Companies

To nurse Fortis back to health, CEO plans to cut costs by 20%

Bloomberg August 20 | Updated on August 20, 2019 Published on August 20, 2019

Ashutosh Raghuvanshi, Chief Executive Officer of Fortis Healthcare Ltd   -  Bloomberg

To negotiate pay with doctors, divest under-performing facilities, sell non-core assets and adopt task-shifting for nurses

The new CEO at Fortis Healthcare Ltd, Ashutosh Raghuvanshi, plans to cut a fifth of costs to resuscitate India’s second-largest hospital chain after a regulator found it was defrauded of tens of millions of dollars by its former owners.

Fortis is now looking to squeeze spending in everything from energy-efficient light fixtures to automating its business analysis unit and even renegotiating doctors salaries. The goal is to reduce expenses by $31 million over the next two years, Raghuvanshi, the CEO who took over in March, said in an interview. Fresh capital expenditure of $84 million is also in the offing.

“This is the new Fortis,” he said, pointing to his own office as an example, where all the furniture have been replaced with a conference table so the space can double as a meeting room. Simple, uncluttered and transparent.

These are just the first steps by Raghuvanshi to nurse Fortis back to health after a tumultuous year where its former owners, Malvinder Singh and Shivinder Singh, were found to have fraudulently taken $56 million out of the company. That led to a protracted bidding war for the cash-strapped Fortis, which Malaysias IHH Healthcare Bhd won.

--- --- ---

**DESCRIPTION OF THE TASK**
Continue the article on the Fortis Healthcare cost-cutting plan, starting after its final sentence.

--- --- ---

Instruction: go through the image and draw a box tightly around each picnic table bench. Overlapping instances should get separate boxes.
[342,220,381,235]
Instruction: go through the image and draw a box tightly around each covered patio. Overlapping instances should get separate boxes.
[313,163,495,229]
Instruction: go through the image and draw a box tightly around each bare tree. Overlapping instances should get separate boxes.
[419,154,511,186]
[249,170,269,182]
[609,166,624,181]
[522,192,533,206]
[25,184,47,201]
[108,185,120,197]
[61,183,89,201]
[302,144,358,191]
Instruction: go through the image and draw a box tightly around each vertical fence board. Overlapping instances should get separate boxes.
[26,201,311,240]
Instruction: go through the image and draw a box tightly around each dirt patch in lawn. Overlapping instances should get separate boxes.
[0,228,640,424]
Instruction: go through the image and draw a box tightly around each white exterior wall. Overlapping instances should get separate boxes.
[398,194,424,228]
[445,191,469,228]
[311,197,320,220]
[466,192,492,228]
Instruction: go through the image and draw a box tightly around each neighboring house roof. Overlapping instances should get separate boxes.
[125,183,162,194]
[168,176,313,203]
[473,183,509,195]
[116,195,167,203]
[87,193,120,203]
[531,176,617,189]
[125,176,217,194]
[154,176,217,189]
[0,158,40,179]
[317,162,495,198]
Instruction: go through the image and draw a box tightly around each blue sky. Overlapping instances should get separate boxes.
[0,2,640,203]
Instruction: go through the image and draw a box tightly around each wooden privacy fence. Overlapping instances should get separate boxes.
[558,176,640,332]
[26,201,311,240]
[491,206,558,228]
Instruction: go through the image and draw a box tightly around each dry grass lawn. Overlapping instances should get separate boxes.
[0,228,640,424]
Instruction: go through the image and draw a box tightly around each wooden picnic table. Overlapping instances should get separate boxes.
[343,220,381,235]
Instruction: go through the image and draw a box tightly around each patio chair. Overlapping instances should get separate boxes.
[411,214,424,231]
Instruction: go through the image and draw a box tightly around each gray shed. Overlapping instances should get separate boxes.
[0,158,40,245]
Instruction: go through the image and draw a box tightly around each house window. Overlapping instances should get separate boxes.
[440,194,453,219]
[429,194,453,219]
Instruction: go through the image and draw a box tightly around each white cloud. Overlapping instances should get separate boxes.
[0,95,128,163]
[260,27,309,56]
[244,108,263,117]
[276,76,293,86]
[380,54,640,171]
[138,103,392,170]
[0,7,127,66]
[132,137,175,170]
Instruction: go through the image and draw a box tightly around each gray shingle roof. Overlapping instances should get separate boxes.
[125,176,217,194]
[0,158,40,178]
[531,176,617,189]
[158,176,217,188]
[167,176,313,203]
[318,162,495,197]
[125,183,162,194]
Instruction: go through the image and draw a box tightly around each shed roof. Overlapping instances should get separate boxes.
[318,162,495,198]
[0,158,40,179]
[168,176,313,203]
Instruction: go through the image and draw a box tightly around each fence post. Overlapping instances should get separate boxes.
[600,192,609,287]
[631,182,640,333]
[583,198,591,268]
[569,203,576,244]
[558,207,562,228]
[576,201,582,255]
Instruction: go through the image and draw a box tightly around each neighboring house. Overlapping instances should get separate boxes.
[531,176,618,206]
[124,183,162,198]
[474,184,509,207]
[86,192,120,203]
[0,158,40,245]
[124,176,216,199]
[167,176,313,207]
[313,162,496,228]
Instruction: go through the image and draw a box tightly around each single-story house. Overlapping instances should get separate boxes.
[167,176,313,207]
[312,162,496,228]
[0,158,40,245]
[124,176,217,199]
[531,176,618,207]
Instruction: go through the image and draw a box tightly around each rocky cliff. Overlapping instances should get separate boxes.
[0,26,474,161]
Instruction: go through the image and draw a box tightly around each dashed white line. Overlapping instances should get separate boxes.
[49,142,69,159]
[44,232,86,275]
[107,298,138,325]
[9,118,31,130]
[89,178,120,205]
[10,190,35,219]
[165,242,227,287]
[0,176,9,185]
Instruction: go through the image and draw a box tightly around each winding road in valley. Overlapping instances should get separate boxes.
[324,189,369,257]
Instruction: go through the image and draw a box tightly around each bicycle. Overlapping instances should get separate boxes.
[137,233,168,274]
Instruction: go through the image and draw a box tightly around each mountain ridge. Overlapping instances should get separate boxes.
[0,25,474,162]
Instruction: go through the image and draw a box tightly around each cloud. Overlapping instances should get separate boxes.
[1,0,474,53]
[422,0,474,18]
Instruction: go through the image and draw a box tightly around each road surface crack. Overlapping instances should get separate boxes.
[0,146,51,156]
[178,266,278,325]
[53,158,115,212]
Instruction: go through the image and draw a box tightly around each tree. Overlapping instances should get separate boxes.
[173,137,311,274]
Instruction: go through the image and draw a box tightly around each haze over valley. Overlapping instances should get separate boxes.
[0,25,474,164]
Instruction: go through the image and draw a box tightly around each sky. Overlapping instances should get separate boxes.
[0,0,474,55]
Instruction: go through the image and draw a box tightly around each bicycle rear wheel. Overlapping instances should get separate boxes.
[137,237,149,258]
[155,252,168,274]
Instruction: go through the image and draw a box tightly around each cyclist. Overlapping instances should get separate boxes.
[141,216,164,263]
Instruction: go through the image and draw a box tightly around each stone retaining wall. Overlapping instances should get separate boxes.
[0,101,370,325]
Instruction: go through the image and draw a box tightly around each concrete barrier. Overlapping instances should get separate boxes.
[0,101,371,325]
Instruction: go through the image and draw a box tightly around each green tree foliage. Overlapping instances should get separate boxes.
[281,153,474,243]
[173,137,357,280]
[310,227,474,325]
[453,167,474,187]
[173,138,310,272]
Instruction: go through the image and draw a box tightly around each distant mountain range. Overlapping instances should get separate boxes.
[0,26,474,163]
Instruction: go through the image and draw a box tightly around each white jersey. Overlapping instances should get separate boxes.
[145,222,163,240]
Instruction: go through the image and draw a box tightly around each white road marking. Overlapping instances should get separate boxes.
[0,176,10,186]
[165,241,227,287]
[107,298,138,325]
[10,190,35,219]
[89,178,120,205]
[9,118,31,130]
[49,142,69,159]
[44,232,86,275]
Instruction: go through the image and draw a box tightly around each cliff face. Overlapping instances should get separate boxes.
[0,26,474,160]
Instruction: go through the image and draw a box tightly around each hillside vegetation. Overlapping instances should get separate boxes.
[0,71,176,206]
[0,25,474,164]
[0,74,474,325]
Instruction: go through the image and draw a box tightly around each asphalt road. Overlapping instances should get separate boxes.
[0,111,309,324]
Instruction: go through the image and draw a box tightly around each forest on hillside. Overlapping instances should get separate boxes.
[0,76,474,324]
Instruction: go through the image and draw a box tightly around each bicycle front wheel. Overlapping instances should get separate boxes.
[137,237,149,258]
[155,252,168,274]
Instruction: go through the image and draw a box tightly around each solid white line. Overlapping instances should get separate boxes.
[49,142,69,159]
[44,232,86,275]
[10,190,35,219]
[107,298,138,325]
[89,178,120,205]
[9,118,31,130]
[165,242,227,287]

--- --- ---

**RESULT OF THE EXERCISE**
The first thing IHH did was inject ₹4,000 crore to stabilise the business, then it hired Raghuvanshi. The CEO held the same position before at the Narayana Hrudayalaya Ltd hospital chain, which is famous for achieving some of the lowest costs in the world through its hyper-efficient processes, and is bringing to Fortis his old playbook.

Bloated cost structure

“The problem with Fortis is its bloated cost structure,” Deepak Malik, a Mumbai-based analyst with Edelweiss Financial Advisors Ltd, with a buy rating on the firm, said in a telephone interview. “The new CEO knows how to run a lean cost structure.”

That’s why the bulk of the money IHH provided was quickly deployed to buy out a Singapore-based real estate trust which acted as a landlord to Fortis. Eliminating rental payments is expected to improve profitability.

Raghuvanshi is now planning to negotiate pay with doctors to be mutually beneficial. He is also replacing a team of people who collated and analysed how long patients stayed in the hospital with software that can do the same thing.

There are plans to divest or shutter under-performing facilities, and terminate contracts for managing other people’s hospitals, which he calls distractions. The company is also exploring the sale of non-essential assets such as its stake in a Sri Lankan hospital.

Another trick from his Narayana days: applying a cost-saving technique called task-shifting under which nurses only perform patient-care tasks that they alone are qualified to do. Other work such as feeding patients or making beds is left to less qualified, and lower paid, employees.

Expanding capacity

Fortis will invest as much as $84 million in capital expenditure over the next three years in expanding capacity and adding new technologies and therapies to its existing hospitals in Kolkata, Bengaluru and around New Delhi. It will also commission a new 200-bed facility in Chennai that has been delayed for lack of funds.

Upgrading and replacing Fortis’ existing equipment and keeping the overall shine is essential for the brand, according to Raghuvanshi.

“What Fortis needs to reaffirm is its quality healthcare positioning. We need to bring it back to where it was,” he said. “When you dilute yourself like that, you’re not doing a service to yourself or anyone else.”